● Task brief
Arrange every line of the listing below as a numbered list, leaving out the blank lines.

● Supplied information

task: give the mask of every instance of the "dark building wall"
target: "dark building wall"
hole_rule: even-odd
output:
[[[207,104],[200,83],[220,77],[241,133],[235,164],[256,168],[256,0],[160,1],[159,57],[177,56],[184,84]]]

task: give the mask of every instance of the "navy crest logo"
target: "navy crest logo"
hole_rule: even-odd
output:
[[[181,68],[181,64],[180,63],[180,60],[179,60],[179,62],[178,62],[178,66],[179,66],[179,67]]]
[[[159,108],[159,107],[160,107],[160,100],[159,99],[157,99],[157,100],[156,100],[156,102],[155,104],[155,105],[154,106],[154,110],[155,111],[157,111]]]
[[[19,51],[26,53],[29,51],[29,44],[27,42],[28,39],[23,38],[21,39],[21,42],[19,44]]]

● Problem solution
1. task: give the mask of every instance of the "dark building wall"
2. target: "dark building wall"
3. hole_rule: even-odd
4. output:
5. [[[207,104],[200,83],[220,77],[241,133],[235,164],[256,168],[256,0],[160,1],[159,57],[177,56],[184,84]]]
6. task: give the mask of every instance of the "navy crest logo"
7. target: "navy crest logo"
8. hole_rule: even-odd
9. output:
10. [[[181,68],[181,64],[180,63],[180,60],[179,60],[179,62],[178,62],[178,66],[179,66],[179,67]]]
11. [[[159,108],[159,107],[160,107],[160,100],[159,99],[157,99],[157,100],[156,100],[156,102],[155,104],[155,105],[154,106],[154,110],[155,111],[157,111]]]
12. [[[19,51],[26,53],[29,51],[29,44],[27,42],[28,39],[23,38],[21,39],[21,42],[19,44]]]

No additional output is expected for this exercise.